Paul mampu menyembunyikan kenyataan bahwa dia pengguna narkotika dari atasan dan keluarganya. Dia berbohong bahwa matanya yang memerah setelah menghisap heroin disebabkan oleh alergi.
"Saya tidak mengira saya kecanduan, saya tidak menganggapnya serius," kata Paul, yang kini berusia 42 tahun dan tinggal di Fife, sebuah kota kecil di Skotlandia.
Namun pada suatu ketika, razia kepolisian membuatnya tidak dapat membeli heroin selama delapan jam. Saat itu dia merasakan dampak yang begitu buruk.
"Saya ingat ketika saya akhirnya mendapatkan obat itu lagi, saya merasa luar biasa, semua rasa sakit fisik, menggigil dan hidung dan mata berair semua hilang," ujarnya.
"Tapi kemudian saya berpikir, 'Oh tidak, saya pikir saya baru saja menandatangani surat kematian saya'.
"Ini adalah kesadaran bahwa saya berada dalam bahaya besar karena saya sangat mencintai heroin dan saya tidak ingin berhenti. Saya ingat, saya yakin saat itu saya pasti kecanduan," tuturnya.

Data lokalisasi titik:

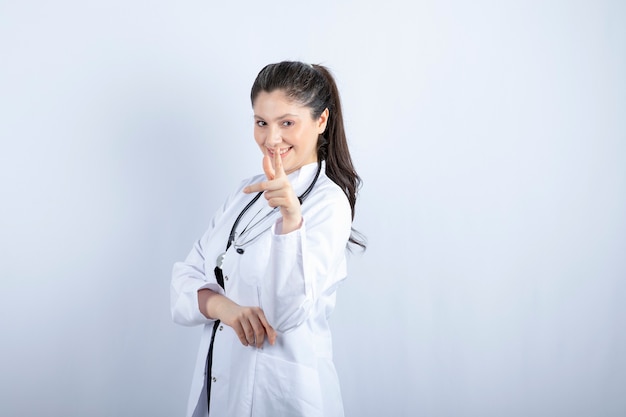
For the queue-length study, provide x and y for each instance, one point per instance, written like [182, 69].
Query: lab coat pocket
[253, 260]
[286, 388]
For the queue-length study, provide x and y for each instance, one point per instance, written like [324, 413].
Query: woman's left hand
[279, 193]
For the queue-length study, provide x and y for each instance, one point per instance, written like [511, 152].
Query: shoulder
[328, 195]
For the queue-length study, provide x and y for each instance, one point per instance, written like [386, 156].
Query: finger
[241, 335]
[255, 188]
[278, 163]
[269, 330]
[248, 331]
[267, 167]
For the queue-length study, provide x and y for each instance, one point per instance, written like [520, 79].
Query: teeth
[282, 151]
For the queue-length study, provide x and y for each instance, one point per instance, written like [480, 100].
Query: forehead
[277, 101]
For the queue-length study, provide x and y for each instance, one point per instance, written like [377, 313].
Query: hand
[249, 323]
[279, 193]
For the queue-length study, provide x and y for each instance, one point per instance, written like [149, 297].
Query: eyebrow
[279, 117]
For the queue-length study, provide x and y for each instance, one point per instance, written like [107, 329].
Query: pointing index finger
[278, 163]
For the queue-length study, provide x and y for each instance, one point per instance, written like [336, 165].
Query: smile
[282, 151]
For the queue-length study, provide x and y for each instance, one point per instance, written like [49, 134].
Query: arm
[249, 323]
[307, 263]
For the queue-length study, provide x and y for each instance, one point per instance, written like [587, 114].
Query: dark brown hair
[313, 86]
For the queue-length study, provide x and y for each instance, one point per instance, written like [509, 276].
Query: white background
[491, 138]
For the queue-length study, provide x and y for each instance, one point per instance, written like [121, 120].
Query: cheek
[258, 138]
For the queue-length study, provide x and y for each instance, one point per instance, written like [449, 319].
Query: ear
[322, 121]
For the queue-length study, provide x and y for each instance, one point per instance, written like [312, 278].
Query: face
[282, 125]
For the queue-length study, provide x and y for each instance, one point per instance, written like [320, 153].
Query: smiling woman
[281, 123]
[263, 279]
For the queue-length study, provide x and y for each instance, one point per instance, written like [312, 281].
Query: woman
[262, 279]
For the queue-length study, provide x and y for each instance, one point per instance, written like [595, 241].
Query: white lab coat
[293, 278]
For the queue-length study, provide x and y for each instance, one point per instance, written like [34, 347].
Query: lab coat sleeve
[307, 263]
[190, 276]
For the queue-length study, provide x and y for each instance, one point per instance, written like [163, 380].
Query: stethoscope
[220, 277]
[231, 237]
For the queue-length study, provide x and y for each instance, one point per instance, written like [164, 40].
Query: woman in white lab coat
[263, 277]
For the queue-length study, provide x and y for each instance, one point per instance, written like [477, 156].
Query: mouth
[283, 151]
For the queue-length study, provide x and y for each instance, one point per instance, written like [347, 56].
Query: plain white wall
[491, 139]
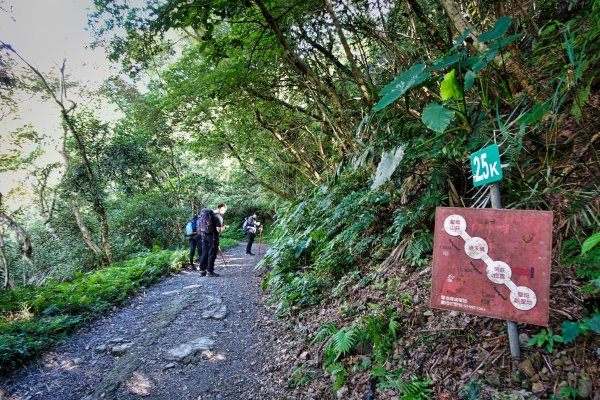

MEMANFAATKAN INFORMASI:
a) Jawablah pertanyaan berikut berdasarkan kutipan.
(i) Apa alasan yang Paul berikan untuk matanya yang memerah?
(ii) Berapa usia Paul sekarang, dan di kota mana dia tinggal?
(iii) Berapa lama razia kepolisian membuatnya tidak dapat membeli heroin?
b) Tulis kembali bagian kutipan mulai dari "Namun pada suatu" sampai dengan "surat kematian saya'.", dan ubah nama "heroin" menjadi "morfin".

JAWABAN KEGIATAN:
a)
(i) Dia berbohong bahwa matanya memerah karena alergi.
(ii) Dia berusia 42 tahun dan tinggal di Fife, sebuah kota kecil di Skotlandia.
(iii) Selama delapan jam.

b)
Namun pada suatu ketika, razia kepolisian membuatnya tidak dapat membeli morfin selama delapan jam. Saat itu dia merasakan dampak yang begitu buruk.
"Saya ingat ketika saya akhirnya mendapatkan obat itu lagi, saya merasa luar biasa, semua rasa sakit fisik, menggigil dan hidung dan mata berair semua hilang," ujarnya.
"Tapi kemudian saya berpikir, 'Oh tidak, saya pikir saya baru saja menandatangani surat kematian saya'.